START Text

Sometimes in prison, and ofter after you are out, the criminal justice system pretends to care about “reforming” you. They might offer some rather feeble pass at offering you literacy, or a job skill, or psychological counseling. I haven’t experienced any of these as particularly helpful, nor can I say that many of my fellow (ex)felons have every told me of their enthusiasm for these government-mandated orders to change.
When I look back at the Bureau of Prison mandated drug education class, it’s certainly easy to see why there isn’t much gratitude for the class or its curricular materials. The very cover of the booklet used in the class I took — with the “workbooks” presumably produced under government contract by The Change Companies — is enough to put anybody off, at least anybody with a shred of cultural sensitivity. The cover of the book features four photographic portraits: one of an African American man, one of an African American woman, one of a Latina woman, and one of a white guy covered in tattoos. Welcome to a helpful and balanced vision of America’s drug abuse problem. I supposed they should start changing the portraits down at the Betty Ford Clinic.
Aside from the obvious racism and classism in such a representation, or more accurately because of it, what one feels even before getting into their attempt to “deprogram” one’s criminal mindset and addictions, is a sense that one’s drug problem is something inherent in who you are, not really a behavior that is independent of what kind of person you might be. It really does look as if problems are skin deep. If we can identify drug users that easily, then we have a modern analogue to the Puritan’s scarlet letter. And I say this as somebody descended from Puritans. It would be more convincing if I could actually reproduce the photographs here, but since every page of The Change Companies’ products sternly admonish me that “It is illegal to duplicate this page in any manner,” I better resist my in-born criminal urges and resist the temptation of offer you such ocular proof.
My bigger concern about The Change Companies’ allegedly reform-minded publications, however, has to do with the kind of ever-implicit core belief that lies beneath them: that all criminals are inherently bad people. It’s a program of “personal change” that involves shaming felon and the felon’s internalizing of their particular notions of moral turpitude. They play the good people of Boston; we play Hester Prynne.

END Text
START Available data

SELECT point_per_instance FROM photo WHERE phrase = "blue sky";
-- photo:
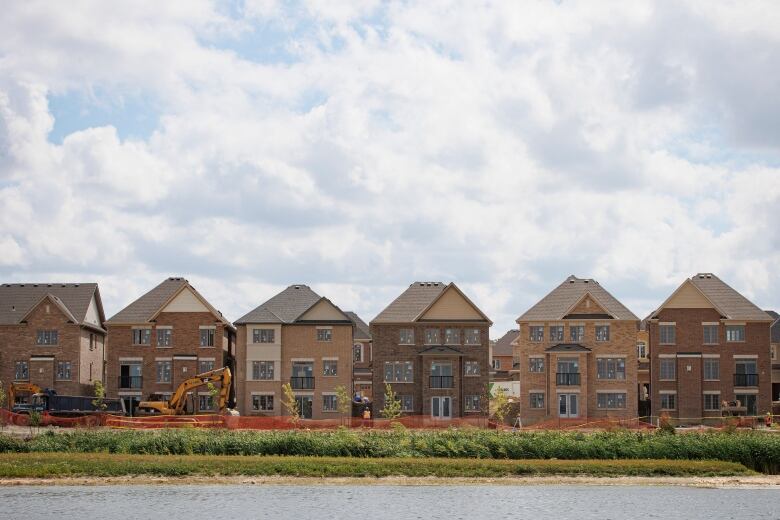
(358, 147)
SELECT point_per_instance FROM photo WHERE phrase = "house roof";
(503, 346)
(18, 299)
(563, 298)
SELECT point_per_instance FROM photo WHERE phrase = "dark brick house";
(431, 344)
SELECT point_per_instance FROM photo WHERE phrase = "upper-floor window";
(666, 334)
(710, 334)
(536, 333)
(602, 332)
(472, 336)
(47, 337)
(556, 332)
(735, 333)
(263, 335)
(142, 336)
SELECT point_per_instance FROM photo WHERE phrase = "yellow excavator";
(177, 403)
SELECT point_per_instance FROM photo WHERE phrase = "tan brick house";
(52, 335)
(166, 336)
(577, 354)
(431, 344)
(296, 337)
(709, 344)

END Available data
START Available data

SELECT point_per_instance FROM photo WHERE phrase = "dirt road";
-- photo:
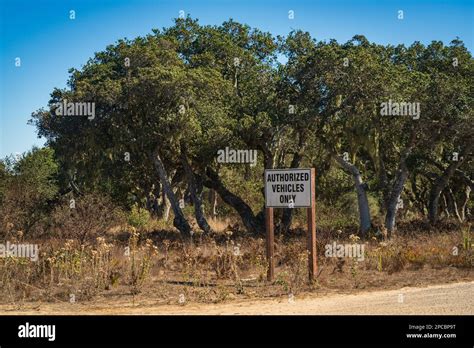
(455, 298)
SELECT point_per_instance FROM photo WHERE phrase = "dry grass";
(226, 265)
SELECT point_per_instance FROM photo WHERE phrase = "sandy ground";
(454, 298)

END Available data

▶ _Work instruction A_
Reproduce the part of the essay on prison drug education between "Sometimes in prison, and" and "orders to change.", inclusive.
▶ _Work instruction B_
Write the next part of the essay on prison drug education, starting right after its final sentence.

▶ _Task response A_
Sometimes in prison, and ofter after you are out, the criminal justice system pretends to care about “reforming” you. They might offer some rather feeble pass at offering you literacy, or a job skill, or psychological counseling. I haven’t experienced any of these as particularly helpful, nor can I say that many of my fellow (ex)felons have every told me of their enthusiasm for these government-mandated orders to change.

▶ _Task response B_
In my post-prison education courtesy of The Learning Companies, they posed me the following question: “Choose one of the following: __ I plan to make positive changes __ I plan to stay pretty much the same”. Really? How about both? One seems not only limiting, but inane. I was a pretty good and successful person BEFORE I went to prison. I made a lot of positive changes in regard to the one thing that got me in trouble even BEFORE I went to prison. Moreover, prison didn’t empower me to make any positive changes at all. Prison is being cooped up with a bunch of people who didn’t make The Learning Companies’ moral grade and aren’t especially motivated to make sweeping changes while warehoused with a bunch of people suffering the same fate. But perhaps the authors of the question don’t realize that. Maybe they are just naive about what prison really is: a dangerous and useless excuse to preserve the very social norms and status quo that frequently cause criminality in the first place.
I’ve done my time. I’m always changing, and I’m always the same. Whatever good I do from here out, insinuations of my fundamental damage as a human being won’t add to it. Hester never reformed because of the scarlet letter. She survived in spite of it.
Those last two sentences are a perfect sum total of this post. What about something like one’s habit of asking “smartass” questions? Questioning the Reform Institutions’ worst ideas would make us not only Hester but Yossarian. We sure admire them both, but who among us would voluntarily go through what they did?
Yes, living the plot and ethos of Catch-22 becomes a very odd sort of normal after a while.